Saved entries:
_ _ _ _ _
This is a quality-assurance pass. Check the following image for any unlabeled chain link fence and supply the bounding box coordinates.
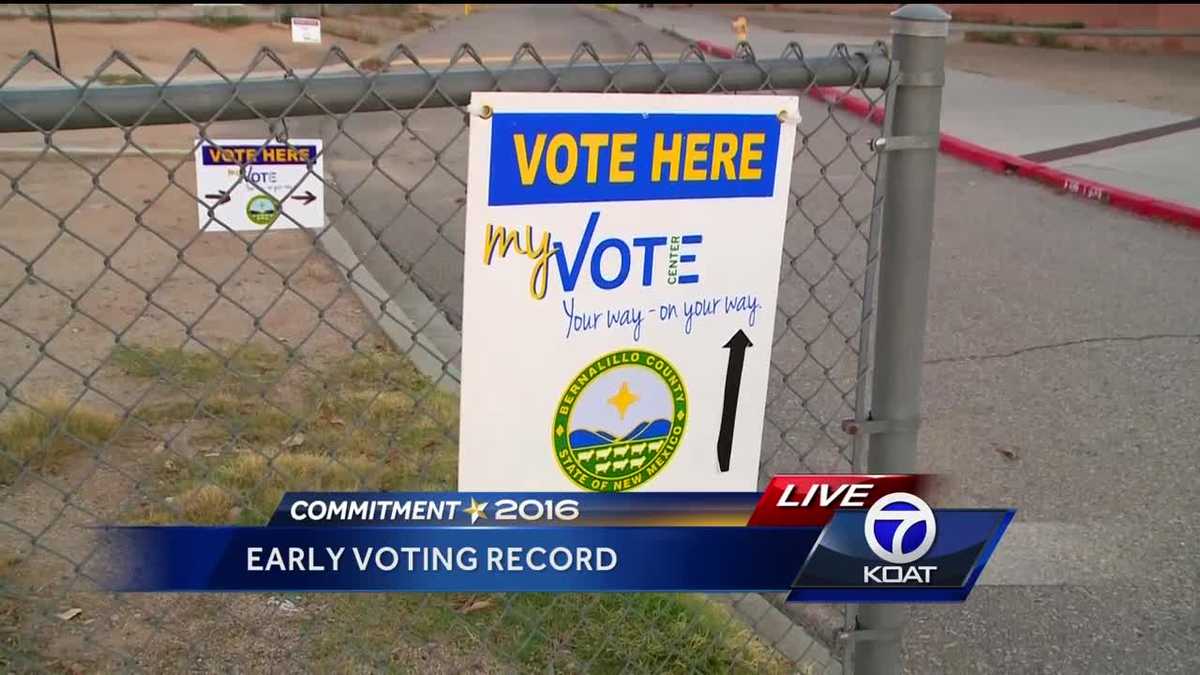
[0,43,893,673]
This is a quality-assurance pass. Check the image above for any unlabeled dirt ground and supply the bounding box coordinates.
[700,8,1200,115]
[0,154,371,671]
[0,5,462,85]
[0,19,379,84]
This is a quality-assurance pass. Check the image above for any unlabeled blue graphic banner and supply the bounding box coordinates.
[487,113,780,205]
[103,527,820,592]
[97,487,1014,602]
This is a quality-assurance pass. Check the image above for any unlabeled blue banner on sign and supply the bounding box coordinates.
[487,113,780,205]
[200,144,317,166]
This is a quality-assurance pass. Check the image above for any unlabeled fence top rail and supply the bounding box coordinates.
[0,44,892,132]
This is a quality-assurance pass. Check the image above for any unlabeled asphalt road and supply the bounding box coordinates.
[312,6,1200,673]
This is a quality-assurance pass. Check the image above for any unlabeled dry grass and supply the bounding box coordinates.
[9,346,790,674]
[113,345,458,524]
[0,398,121,482]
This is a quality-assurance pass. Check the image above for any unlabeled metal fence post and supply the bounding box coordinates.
[852,5,950,675]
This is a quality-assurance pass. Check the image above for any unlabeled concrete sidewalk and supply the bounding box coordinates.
[620,5,1200,214]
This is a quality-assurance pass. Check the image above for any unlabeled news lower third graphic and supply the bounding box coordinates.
[101,474,1015,603]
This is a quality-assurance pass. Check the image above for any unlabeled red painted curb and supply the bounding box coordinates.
[696,40,1200,229]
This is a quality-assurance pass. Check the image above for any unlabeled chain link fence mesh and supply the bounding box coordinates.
[0,43,889,673]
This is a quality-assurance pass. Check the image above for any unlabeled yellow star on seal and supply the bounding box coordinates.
[462,497,487,525]
[608,382,637,419]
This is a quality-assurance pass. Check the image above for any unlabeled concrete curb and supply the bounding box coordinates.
[696,40,1200,229]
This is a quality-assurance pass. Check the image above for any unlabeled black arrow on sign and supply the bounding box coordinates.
[204,190,229,205]
[716,328,754,473]
[292,190,317,207]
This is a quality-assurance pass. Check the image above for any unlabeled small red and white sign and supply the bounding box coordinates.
[292,17,320,44]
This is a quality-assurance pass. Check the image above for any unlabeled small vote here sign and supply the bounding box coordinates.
[458,92,798,491]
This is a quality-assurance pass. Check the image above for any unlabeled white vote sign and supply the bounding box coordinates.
[458,92,799,491]
[292,17,320,44]
[196,138,325,232]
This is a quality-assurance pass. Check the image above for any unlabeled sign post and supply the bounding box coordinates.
[458,92,799,491]
[196,138,325,232]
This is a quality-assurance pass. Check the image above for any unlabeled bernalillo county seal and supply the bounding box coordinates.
[551,350,688,492]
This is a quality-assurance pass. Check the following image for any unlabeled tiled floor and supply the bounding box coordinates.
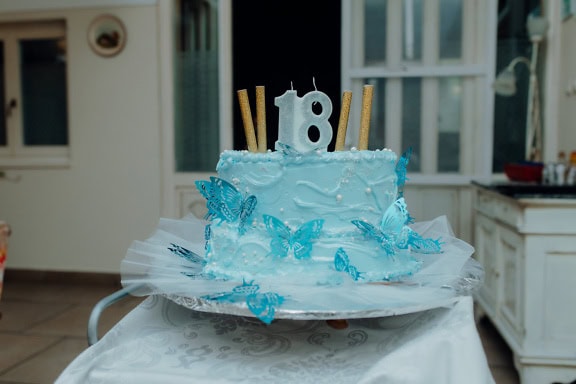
[0,272,519,384]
_ _ _ _ _
--- Short task ---
Lay out as a numbered list the part of the records that opens with the line containing "here sign and supply the bounding box coordinates." and closes with the line containing "[551,350,688,492]", both lines included. Leave out any blank lines.

--- Worked solution ---
1. This is a quality-assurance pass. Check the image above for any unlabeled small vote here sign and supply the bounding box coordinates.
2. [458,92,798,491]
3. This is a quality-assurance pass. Check the image above for any unlabeled white vote sign and supply the bounding box coordinates.
4. [458,92,799,491]
5. [292,17,320,44]
6. [196,138,325,232]
7. This is a quality-assurance pass. Check the image above for any unlabeled sign post and supply the bounding box coordinates.
8. [458,92,799,491]
9. [196,138,325,232]
10. This is a quality-assurance pass. Check the image above for any unlabeled bernalillo county seal and supply the bounding box coordinates.
11. [551,350,688,492]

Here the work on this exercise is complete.